Can you write out all the data below again, substituting "image coordinates" for every "pixel coordinates", with the pictures left out and nothing else changed?

Excerpts from a pointing dataset:
========

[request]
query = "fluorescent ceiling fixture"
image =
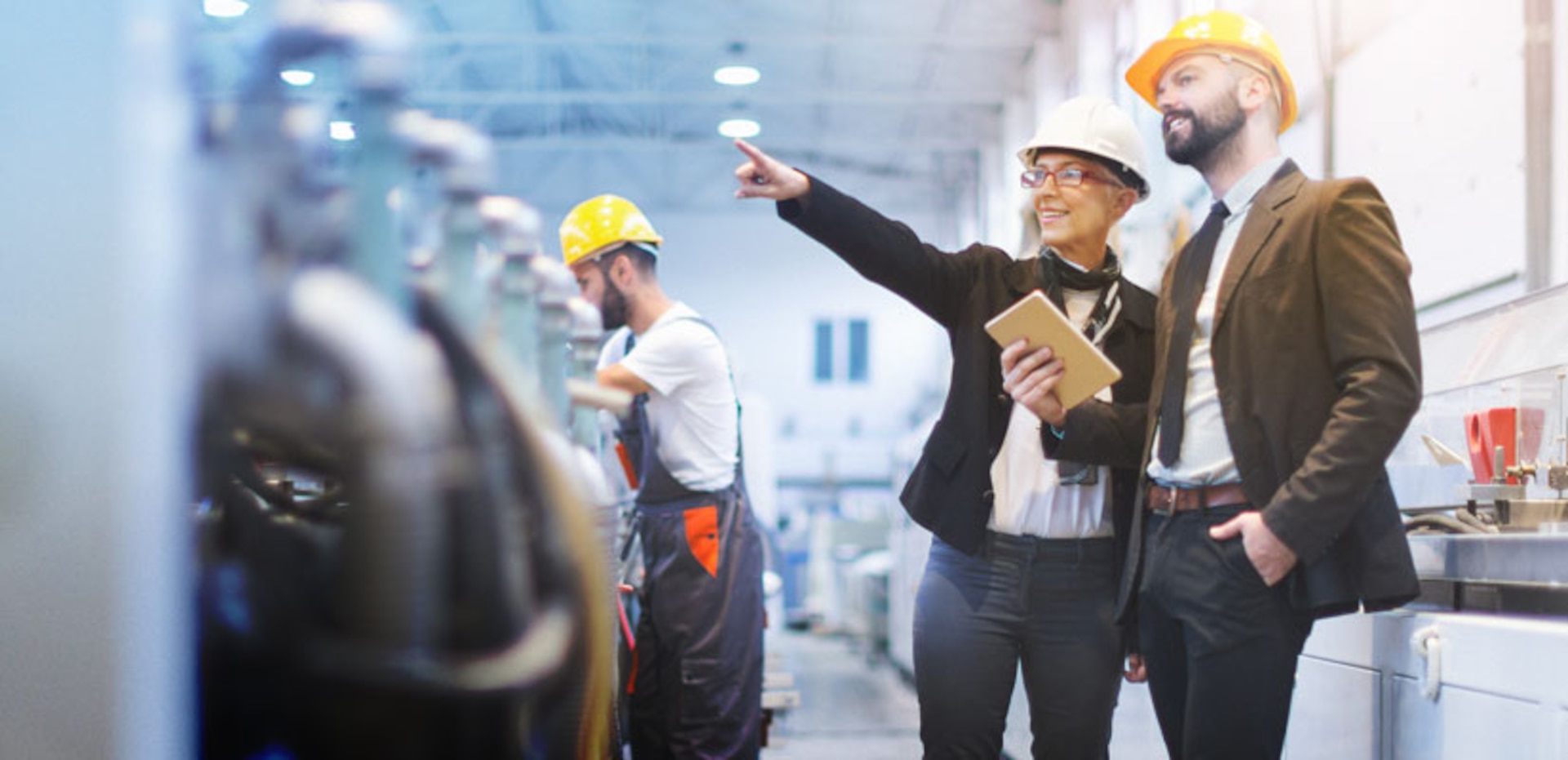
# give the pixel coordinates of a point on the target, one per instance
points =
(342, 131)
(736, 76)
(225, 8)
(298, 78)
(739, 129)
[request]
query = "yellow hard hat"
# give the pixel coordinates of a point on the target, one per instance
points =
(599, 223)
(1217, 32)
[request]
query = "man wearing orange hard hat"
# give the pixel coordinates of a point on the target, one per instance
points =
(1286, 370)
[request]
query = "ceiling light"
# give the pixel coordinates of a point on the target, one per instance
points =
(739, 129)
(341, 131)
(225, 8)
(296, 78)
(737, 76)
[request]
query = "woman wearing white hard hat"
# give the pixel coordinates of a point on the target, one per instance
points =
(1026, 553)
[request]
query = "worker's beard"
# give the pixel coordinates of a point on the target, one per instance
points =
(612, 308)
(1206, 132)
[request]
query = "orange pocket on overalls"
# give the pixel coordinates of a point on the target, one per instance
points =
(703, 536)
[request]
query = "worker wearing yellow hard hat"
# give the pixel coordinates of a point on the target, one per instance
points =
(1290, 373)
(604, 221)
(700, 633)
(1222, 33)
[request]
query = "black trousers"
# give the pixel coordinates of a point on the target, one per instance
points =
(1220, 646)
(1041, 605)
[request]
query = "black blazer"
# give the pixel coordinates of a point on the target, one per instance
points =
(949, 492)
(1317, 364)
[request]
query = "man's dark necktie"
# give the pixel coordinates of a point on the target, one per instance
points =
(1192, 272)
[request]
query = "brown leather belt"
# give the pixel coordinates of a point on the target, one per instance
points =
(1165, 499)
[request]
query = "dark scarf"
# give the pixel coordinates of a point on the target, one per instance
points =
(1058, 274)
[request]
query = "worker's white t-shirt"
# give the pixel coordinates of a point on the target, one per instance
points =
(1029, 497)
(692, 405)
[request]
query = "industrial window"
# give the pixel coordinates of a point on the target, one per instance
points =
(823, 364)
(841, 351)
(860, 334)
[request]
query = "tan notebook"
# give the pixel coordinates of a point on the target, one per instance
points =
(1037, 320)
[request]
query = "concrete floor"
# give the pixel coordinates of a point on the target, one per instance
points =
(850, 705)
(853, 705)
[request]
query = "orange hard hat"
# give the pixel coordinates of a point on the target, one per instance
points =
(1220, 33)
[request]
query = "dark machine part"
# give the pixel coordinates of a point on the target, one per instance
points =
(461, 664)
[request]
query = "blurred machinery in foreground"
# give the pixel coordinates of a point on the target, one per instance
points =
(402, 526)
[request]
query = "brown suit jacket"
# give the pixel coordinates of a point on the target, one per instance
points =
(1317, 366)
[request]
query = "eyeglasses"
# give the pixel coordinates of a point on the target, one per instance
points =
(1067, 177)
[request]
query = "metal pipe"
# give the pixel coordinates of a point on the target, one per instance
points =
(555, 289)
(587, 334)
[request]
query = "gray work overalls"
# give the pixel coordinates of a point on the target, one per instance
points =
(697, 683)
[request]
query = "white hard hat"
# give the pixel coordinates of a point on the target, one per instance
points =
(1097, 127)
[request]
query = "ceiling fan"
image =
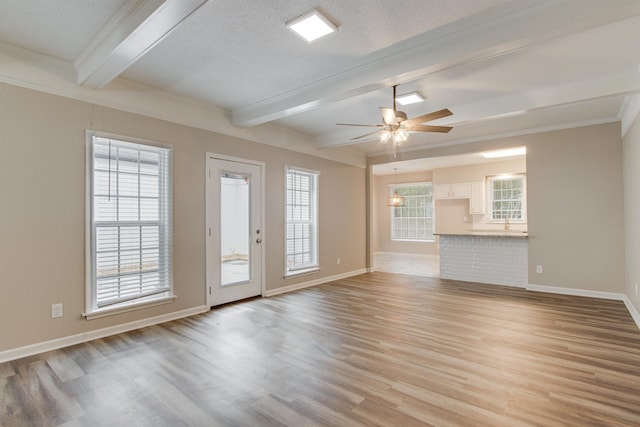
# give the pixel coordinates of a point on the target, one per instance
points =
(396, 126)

========

> Exercise response:
[request]
query = "fluorescent ceiling fixture"
image =
# give the image coordinates of a point on the target, one per instance
points =
(342, 131)
(736, 76)
(225, 8)
(298, 78)
(739, 129)
[request]
query = "yellow hard hat"
# give the image coordinates of a point on the target, one per instance
points =
(599, 223)
(1217, 32)
[request]
query = "man wearing orange hard hat"
# give the image coordinates of a point on the target, one per instance
points =
(1286, 370)
[request]
query = "ceiling light"
# give the image coordinates of a point on the target, one per instance
points =
(739, 129)
(341, 131)
(225, 8)
(296, 78)
(737, 76)
[request]
query = "woman wearing white hard hat"
# give the image coordinates of a point on the target, one per instance
points =
(1026, 553)
[request]
query = "worker's beard"
# give the image coordinates of a point on the target, one per instance
points =
(612, 308)
(1206, 132)
[request]
query = "orange pocket on overalls"
# give the image coordinates of a point on the target, one per instance
points =
(703, 536)
[request]
query = "worker wearing yellow hard hat"
# give the image coordinates of a point on the target, one per instance
points =
(1290, 373)
(604, 221)
(700, 633)
(1222, 33)
[request]
query = "black trousers"
# give the image coordinates of a point on the target, one per instance
points =
(1220, 646)
(1041, 605)
[request]
query = "black blazer"
# give the image coordinates of a point on the target, one per instance
points =
(949, 492)
(1317, 364)
[request]
query = "man's dark necktie"
# give the image coordinates of a point on the target, one per instance
points =
(1192, 272)
[request]
query = "brown leather belt"
# give the image coordinates of a point on the target, one per instance
points =
(1165, 499)
[request]
query = "dark scarf"
# give the image coordinates of a point on the target, one per instance
points =
(1058, 274)
[request]
query = "worker's white t-shirt"
# give the image coordinates of a point on the target, one per instance
points =
(1029, 497)
(692, 405)
[request]
query = "industrial window"
# give the image coordinates of a point on the target, one per instance
points =
(823, 364)
(841, 351)
(860, 334)
[request]
query = "tan notebook"
# give the image coordinates of a point on the target, one per instance
points =
(1037, 320)
[request]
query = "concrete floor"
# give the image coordinates of a point on the target, one per instance
points =
(850, 705)
(853, 705)
[request]
query = "orange hard hat"
# give the image coordinates of a point on the target, one per instance
points =
(1220, 33)
[request]
query = "dark machine part"
# give the image coordinates of a point on the target, one per instance
points =
(461, 664)
[request]
query = "blurred machinery in foreground"
# give the image coordinates of a point on the target, one per instance
points =
(402, 526)
[request]
query = "brown suit jacket"
# give the image coordinates of a point on the target, one per instance
points =
(1317, 366)
[request]
query = "eyeglasses"
# give the image coordinates of a point on the target, one per instance
points =
(1067, 177)
[request]
query = "metal pipe"
# give the image coordinates of a point on the target, one per instance
points =
(555, 289)
(587, 334)
[request]
query = "gray work overalls"
# give the image coordinates of a point on the target, one per instance
points =
(697, 683)
[request]
query = "white hard hat"
# give the image coordinates of a point on the target, one per instance
points =
(1097, 127)
[request]
query = "ceiling fan"
image =
# give the image coordinates of a point on the target, one per instance
points =
(396, 126)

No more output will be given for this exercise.